Skip to content

Production Readiness

This page tracks whether Vega is ready for a reliable production deployment. "Production ready" means the system can be safely deployed, operated, debugged, and evolved by the team.

Source material

Detailed planning lives in the main repository:

  • production_readiness_plan.md — full checklist and status
  • aws.md — comprehensive AWS runbook with account details and deployment notes
  • infra/terraform/README.md — Terraform module overview

What's in place

The following capabilities are implemented and working:

Capability Status
Service role separation (API, worker, runner, proxy, maintenance) ✓ Done
Terraform-managed infrastructure (dev and prod environments) ✓ Done
VPC with public/private subnets and security groups ✓ Done
ECS Fargate for all services ✓ Done
Postgres persistence with 5 migrations ✓ Done
S3 source and artifact storage ✓ Done
SQS scan dispatch ✓ Done
ECS RunTask for isolated scan execution ✓ Done
Cognito authentication with user groups ✓ Done
LLM proxy with per-scan usage limits ✓ Done
CloudFront frontend hosting ✓ Done
CloudWatch logging for all services ✓ Done
Cost controls (AWS Budgets, anomaly detection) ✓ Done
Scan cancellation (cooperative v16/ECS stop) ✓ Done
Stale scan recovery ✓ Done
S3 artifact lifecycle (runner summary, report, debug bundle) ✓ Done
Deployment scripts with idempotent sequences ✓ Done
Smoke tests ✓ Done

What still needs work

Gap Priority
Production DNS (api.vega.nebusec.ai) — not yet configured High
WAF in front of CloudFront/ALB High
CloudWatch alarms with PagerDuty/email routing High
CI/CD pipeline (currently all manual) Medium
Cost calibration — per-scan AI cost benchmarking Medium
Multi-AZ RDS for high availability Medium
End-to-end scan smoke test (automated) Medium
Full scan-to-findings integration test in AWS Low

Pre-launch checklist

Before going live in production, verify:

  • [ ] Prod Terraform plan is reviewed and expected (no surprises)

[Referring-expression pointing data]
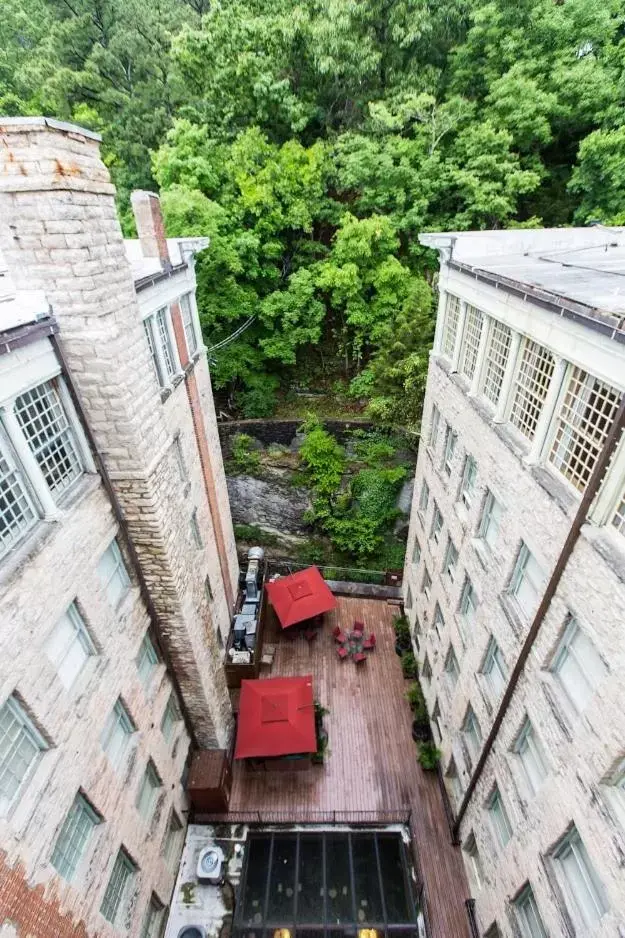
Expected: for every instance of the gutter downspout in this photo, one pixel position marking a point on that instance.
(118, 512)
(572, 537)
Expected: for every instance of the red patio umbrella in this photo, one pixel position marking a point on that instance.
(300, 596)
(276, 717)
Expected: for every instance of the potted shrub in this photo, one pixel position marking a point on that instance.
(408, 665)
(402, 635)
(429, 756)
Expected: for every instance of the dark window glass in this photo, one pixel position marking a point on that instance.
(393, 880)
(282, 887)
(339, 908)
(366, 882)
(310, 895)
(257, 868)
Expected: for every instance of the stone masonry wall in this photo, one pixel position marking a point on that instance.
(580, 750)
(61, 233)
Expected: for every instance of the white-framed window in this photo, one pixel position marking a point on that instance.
(158, 335)
(113, 574)
(471, 342)
(526, 582)
(174, 837)
(439, 620)
(17, 511)
(153, 921)
(147, 660)
(147, 795)
(117, 892)
(74, 837)
(195, 530)
(582, 424)
(180, 461)
(468, 603)
(408, 599)
(426, 583)
(497, 352)
(186, 309)
(530, 752)
(618, 521)
(577, 665)
(450, 561)
(424, 498)
(530, 387)
(453, 778)
(171, 716)
(50, 437)
(467, 486)
(450, 325)
(21, 745)
(614, 790)
(494, 668)
(434, 425)
(490, 521)
(117, 733)
(416, 552)
(583, 891)
(472, 733)
(452, 668)
(69, 646)
(437, 524)
(474, 861)
(528, 916)
(451, 439)
(436, 723)
(499, 818)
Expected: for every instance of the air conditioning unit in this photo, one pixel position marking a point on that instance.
(210, 865)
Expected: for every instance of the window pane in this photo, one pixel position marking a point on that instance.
(497, 353)
(531, 387)
(366, 882)
(17, 515)
(20, 746)
(310, 896)
(339, 907)
(280, 907)
(74, 837)
(50, 437)
(582, 425)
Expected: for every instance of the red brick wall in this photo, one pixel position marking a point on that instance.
(30, 911)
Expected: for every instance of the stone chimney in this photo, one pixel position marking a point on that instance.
(146, 207)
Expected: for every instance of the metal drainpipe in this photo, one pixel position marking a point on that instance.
(155, 629)
(591, 490)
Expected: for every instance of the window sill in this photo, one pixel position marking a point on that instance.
(513, 614)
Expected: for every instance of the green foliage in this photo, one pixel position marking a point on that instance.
(429, 756)
(244, 456)
(408, 665)
(323, 458)
(252, 534)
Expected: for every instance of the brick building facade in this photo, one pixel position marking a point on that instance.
(525, 382)
(118, 567)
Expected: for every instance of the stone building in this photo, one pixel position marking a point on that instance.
(117, 557)
(515, 573)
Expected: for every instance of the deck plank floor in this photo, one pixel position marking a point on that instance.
(371, 766)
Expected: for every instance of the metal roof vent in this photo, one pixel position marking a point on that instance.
(210, 865)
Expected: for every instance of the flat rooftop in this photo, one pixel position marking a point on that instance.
(371, 772)
(579, 268)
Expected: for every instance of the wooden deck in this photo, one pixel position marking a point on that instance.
(371, 766)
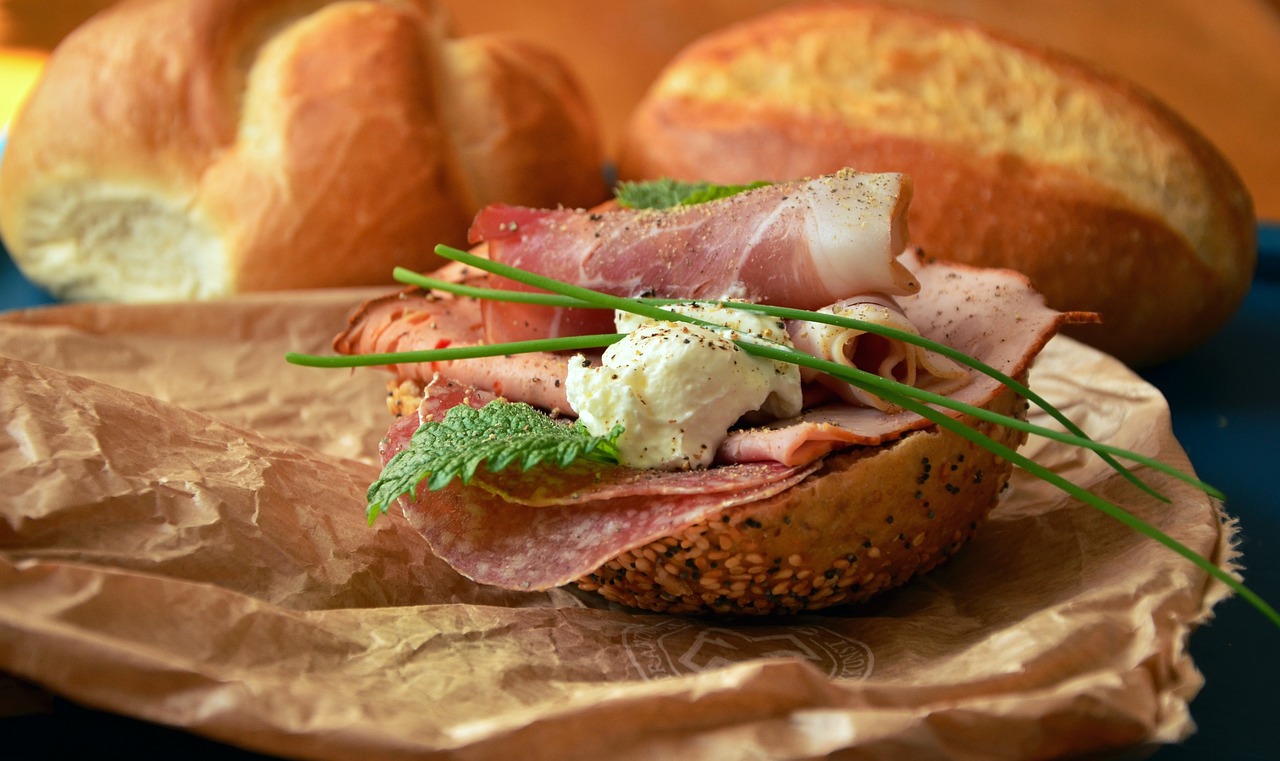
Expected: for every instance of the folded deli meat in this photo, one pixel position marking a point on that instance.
(543, 528)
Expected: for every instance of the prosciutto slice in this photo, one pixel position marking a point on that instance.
(992, 315)
(579, 522)
(887, 357)
(805, 244)
(414, 320)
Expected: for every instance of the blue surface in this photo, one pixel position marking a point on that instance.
(1225, 413)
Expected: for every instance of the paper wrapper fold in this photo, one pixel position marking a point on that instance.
(183, 541)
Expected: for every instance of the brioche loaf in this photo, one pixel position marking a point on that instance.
(193, 149)
(1022, 157)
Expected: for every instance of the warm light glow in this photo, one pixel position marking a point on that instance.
(18, 73)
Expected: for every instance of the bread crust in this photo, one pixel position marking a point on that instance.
(195, 149)
(1104, 197)
(868, 521)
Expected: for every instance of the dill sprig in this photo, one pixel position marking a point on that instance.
(918, 400)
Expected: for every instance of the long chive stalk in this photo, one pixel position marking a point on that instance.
(556, 299)
(897, 394)
(597, 299)
(913, 399)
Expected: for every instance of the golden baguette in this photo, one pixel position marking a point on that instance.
(195, 149)
(1022, 157)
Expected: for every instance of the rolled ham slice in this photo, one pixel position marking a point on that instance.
(887, 357)
(805, 244)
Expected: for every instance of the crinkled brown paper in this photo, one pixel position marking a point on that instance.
(184, 541)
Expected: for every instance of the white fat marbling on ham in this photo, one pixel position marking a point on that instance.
(803, 244)
(992, 315)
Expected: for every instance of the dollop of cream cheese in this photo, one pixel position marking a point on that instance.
(679, 388)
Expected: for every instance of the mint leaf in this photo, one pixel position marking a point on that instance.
(499, 434)
(664, 192)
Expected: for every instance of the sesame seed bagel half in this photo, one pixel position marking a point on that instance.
(868, 521)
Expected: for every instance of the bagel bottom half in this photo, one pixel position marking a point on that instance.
(868, 521)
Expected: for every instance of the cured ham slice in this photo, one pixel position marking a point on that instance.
(579, 521)
(414, 320)
(805, 244)
(887, 357)
(991, 315)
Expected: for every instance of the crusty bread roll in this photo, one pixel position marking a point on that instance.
(1020, 157)
(869, 519)
(193, 149)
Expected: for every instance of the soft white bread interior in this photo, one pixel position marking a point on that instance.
(196, 149)
(1022, 157)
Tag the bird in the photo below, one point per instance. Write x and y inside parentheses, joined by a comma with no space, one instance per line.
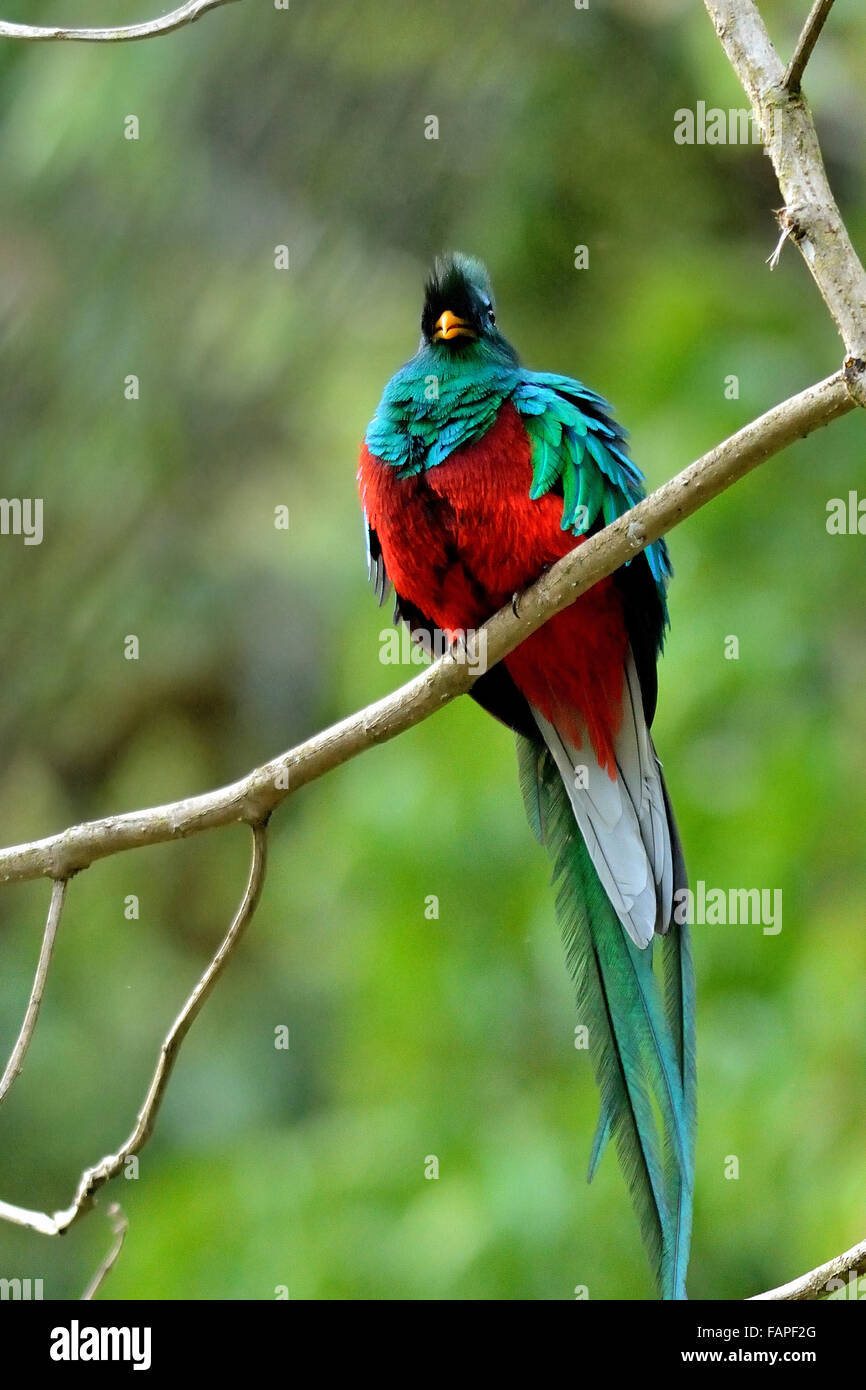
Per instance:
(476,476)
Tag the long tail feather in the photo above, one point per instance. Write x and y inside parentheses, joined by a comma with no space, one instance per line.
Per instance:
(641,1043)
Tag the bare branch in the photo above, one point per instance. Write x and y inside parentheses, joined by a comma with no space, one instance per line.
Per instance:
(823,1280)
(15,1062)
(95,1178)
(120,1226)
(149,29)
(262,790)
(812,28)
(788,135)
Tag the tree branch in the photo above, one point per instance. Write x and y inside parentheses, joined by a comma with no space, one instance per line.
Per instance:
(256,795)
(107,1168)
(788,135)
(812,28)
(815,1285)
(149,29)
(15,1062)
(813,220)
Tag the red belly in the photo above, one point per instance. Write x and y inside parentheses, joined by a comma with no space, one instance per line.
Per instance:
(462,538)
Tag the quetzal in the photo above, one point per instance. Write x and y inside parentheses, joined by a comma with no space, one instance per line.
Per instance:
(477,474)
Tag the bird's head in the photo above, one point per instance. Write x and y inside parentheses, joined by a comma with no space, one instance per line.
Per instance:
(459,306)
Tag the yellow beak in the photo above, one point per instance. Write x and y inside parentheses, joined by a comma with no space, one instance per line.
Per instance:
(448,325)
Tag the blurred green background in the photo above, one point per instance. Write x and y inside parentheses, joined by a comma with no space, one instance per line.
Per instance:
(409,1037)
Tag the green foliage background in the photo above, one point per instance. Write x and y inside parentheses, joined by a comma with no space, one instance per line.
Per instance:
(407,1037)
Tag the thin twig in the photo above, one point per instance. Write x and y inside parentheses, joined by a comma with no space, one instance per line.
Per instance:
(95,1178)
(812,28)
(15,1062)
(149,29)
(120,1226)
(262,790)
(823,1280)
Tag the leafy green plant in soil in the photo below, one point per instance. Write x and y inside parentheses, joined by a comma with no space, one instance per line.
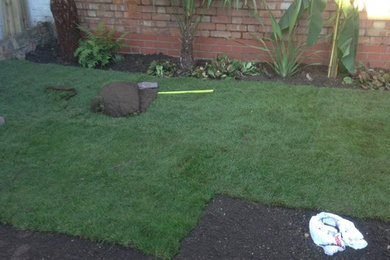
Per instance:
(143,181)
(163,68)
(99,48)
(225,68)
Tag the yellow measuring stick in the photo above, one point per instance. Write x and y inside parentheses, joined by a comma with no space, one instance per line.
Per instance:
(186,92)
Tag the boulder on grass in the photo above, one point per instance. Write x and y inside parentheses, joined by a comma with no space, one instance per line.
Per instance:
(124,98)
(120,99)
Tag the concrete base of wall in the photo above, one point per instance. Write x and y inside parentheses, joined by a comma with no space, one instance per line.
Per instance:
(22,43)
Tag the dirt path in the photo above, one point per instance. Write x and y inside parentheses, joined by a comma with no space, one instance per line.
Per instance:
(229,229)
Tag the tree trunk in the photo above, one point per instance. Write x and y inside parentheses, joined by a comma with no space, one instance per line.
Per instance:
(186,55)
(66,21)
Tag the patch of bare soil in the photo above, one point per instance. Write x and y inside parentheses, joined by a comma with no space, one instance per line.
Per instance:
(236,229)
(309,75)
(229,229)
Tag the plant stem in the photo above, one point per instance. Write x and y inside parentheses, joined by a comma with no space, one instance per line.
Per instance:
(333,63)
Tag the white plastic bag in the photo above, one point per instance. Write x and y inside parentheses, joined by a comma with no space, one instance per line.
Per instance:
(333,233)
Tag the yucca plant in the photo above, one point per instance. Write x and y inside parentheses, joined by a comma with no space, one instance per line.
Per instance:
(188,19)
(345,30)
(285,54)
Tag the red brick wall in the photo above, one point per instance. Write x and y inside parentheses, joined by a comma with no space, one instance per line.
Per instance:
(153,29)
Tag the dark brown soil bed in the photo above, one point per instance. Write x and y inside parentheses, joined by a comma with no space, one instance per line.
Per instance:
(310,75)
(229,229)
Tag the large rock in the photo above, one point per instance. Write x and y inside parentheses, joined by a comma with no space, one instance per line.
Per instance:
(124,98)
(120,99)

## Try it
In the production readiness page, write out the text between "Production Readiness" and "by the team.", inclusive.

## Answer section
Production Readiness

This page tracks whether Vega is ready for a reliable production deployment. "Production ready" means the system can be safely deployed, operated, debugged, and evolved by the team.